■ **WHAT YOU WILL DO**
Scan the lines below for the string "pillow" and copy every one that has it.

■ **AVAILABLE DATA**

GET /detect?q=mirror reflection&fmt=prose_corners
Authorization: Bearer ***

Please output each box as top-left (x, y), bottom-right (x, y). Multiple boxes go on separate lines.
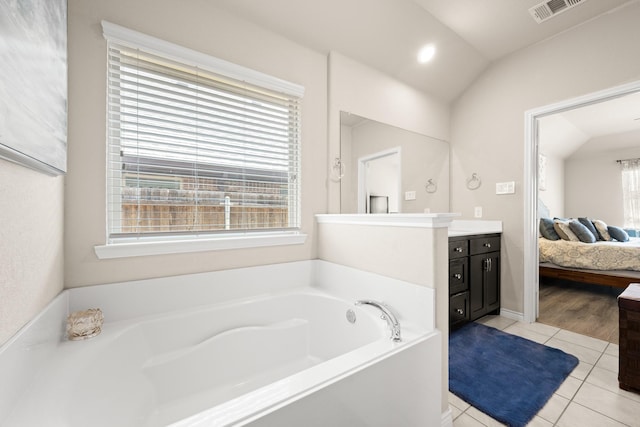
top-left (339, 112), bottom-right (449, 214)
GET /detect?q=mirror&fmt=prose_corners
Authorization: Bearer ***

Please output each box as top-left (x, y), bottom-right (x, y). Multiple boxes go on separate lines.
top-left (339, 112), bottom-right (449, 213)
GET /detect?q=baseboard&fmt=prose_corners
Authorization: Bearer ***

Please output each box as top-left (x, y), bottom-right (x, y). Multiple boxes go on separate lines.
top-left (500, 308), bottom-right (524, 322)
top-left (441, 407), bottom-right (453, 427)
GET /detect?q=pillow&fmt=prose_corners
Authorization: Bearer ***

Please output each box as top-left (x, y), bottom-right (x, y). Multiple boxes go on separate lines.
top-left (593, 219), bottom-right (612, 241)
top-left (578, 217), bottom-right (600, 240)
top-left (608, 225), bottom-right (630, 242)
top-left (539, 218), bottom-right (560, 240)
top-left (569, 219), bottom-right (596, 243)
top-left (554, 219), bottom-right (580, 241)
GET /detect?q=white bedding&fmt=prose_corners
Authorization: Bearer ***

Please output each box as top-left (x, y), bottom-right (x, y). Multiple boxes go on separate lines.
top-left (539, 237), bottom-right (640, 271)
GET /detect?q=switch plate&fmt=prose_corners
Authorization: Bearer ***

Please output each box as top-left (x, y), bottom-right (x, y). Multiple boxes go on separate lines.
top-left (405, 191), bottom-right (416, 200)
top-left (496, 181), bottom-right (515, 195)
top-left (474, 206), bottom-right (482, 218)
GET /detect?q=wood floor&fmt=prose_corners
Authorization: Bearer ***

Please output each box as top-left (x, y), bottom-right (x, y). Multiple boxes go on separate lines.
top-left (537, 277), bottom-right (624, 344)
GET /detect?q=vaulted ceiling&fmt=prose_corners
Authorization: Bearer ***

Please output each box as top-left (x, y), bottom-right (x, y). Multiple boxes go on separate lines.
top-left (216, 0), bottom-right (635, 103)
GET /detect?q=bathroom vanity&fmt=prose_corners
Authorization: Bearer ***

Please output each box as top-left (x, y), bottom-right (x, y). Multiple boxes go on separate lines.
top-left (448, 225), bottom-right (502, 329)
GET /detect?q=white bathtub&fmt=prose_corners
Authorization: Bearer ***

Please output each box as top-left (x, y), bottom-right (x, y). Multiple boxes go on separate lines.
top-left (0, 260), bottom-right (441, 426)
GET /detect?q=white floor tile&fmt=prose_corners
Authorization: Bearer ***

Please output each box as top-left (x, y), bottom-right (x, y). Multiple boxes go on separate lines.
top-left (453, 413), bottom-right (488, 427)
top-left (476, 315), bottom-right (515, 330)
top-left (554, 329), bottom-right (609, 353)
top-left (595, 353), bottom-right (619, 373)
top-left (449, 392), bottom-right (471, 412)
top-left (526, 416), bottom-right (553, 427)
top-left (451, 404), bottom-right (463, 420)
top-left (573, 381), bottom-right (640, 426)
top-left (524, 321), bottom-right (561, 337)
top-left (556, 402), bottom-right (627, 427)
top-left (555, 375), bottom-right (583, 400)
top-left (570, 360), bottom-right (594, 381)
top-left (502, 323), bottom-right (550, 344)
top-left (465, 407), bottom-right (506, 427)
top-left (537, 393), bottom-right (570, 424)
top-left (605, 343), bottom-right (619, 357)
top-left (546, 337), bottom-right (603, 365)
top-left (585, 366), bottom-right (640, 404)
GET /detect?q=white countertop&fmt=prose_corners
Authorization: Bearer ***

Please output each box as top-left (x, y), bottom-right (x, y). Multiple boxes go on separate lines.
top-left (448, 220), bottom-right (503, 237)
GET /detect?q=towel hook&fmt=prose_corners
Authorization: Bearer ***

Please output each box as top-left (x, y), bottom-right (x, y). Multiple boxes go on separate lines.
top-left (467, 173), bottom-right (481, 190)
top-left (425, 179), bottom-right (437, 194)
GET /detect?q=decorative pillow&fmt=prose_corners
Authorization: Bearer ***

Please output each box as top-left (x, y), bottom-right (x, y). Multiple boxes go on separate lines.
top-left (554, 219), bottom-right (580, 241)
top-left (539, 218), bottom-right (560, 240)
top-left (569, 219), bottom-right (596, 243)
top-left (593, 219), bottom-right (612, 241)
top-left (608, 225), bottom-right (630, 242)
top-left (578, 217), bottom-right (600, 240)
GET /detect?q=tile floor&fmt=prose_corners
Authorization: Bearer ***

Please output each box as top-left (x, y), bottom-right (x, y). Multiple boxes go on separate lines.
top-left (449, 315), bottom-right (640, 427)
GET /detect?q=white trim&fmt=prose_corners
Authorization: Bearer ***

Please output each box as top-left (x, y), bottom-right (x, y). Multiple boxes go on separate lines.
top-left (499, 308), bottom-right (524, 323)
top-left (523, 80), bottom-right (640, 324)
top-left (315, 213), bottom-right (459, 228)
top-left (94, 232), bottom-right (307, 259)
top-left (101, 20), bottom-right (304, 98)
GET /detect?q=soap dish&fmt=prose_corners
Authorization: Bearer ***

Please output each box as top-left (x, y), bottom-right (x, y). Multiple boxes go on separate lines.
top-left (66, 308), bottom-right (104, 341)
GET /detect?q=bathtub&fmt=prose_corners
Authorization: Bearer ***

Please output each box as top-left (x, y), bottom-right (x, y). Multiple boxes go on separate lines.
top-left (0, 260), bottom-right (441, 426)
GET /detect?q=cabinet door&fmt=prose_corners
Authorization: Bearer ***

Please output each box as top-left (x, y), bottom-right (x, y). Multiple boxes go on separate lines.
top-left (485, 252), bottom-right (500, 313)
top-left (469, 254), bottom-right (486, 320)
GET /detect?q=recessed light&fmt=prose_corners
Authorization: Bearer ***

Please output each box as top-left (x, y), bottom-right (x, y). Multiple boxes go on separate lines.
top-left (417, 44), bottom-right (436, 64)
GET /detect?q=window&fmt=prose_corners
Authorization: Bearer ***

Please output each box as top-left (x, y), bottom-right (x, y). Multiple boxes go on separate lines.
top-left (620, 158), bottom-right (640, 232)
top-left (102, 22), bottom-right (303, 250)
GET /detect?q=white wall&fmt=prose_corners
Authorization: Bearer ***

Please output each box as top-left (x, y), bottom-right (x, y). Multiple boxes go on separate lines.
top-left (65, 0), bottom-right (327, 287)
top-left (0, 161), bottom-right (64, 345)
top-left (451, 1), bottom-right (640, 315)
top-left (565, 144), bottom-right (640, 226)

■ **OUTPUT BELOW**
GET /detect?q=pillow&fmt=prose_corners
GET /detect?q=decorative pillow&fmt=prose_corners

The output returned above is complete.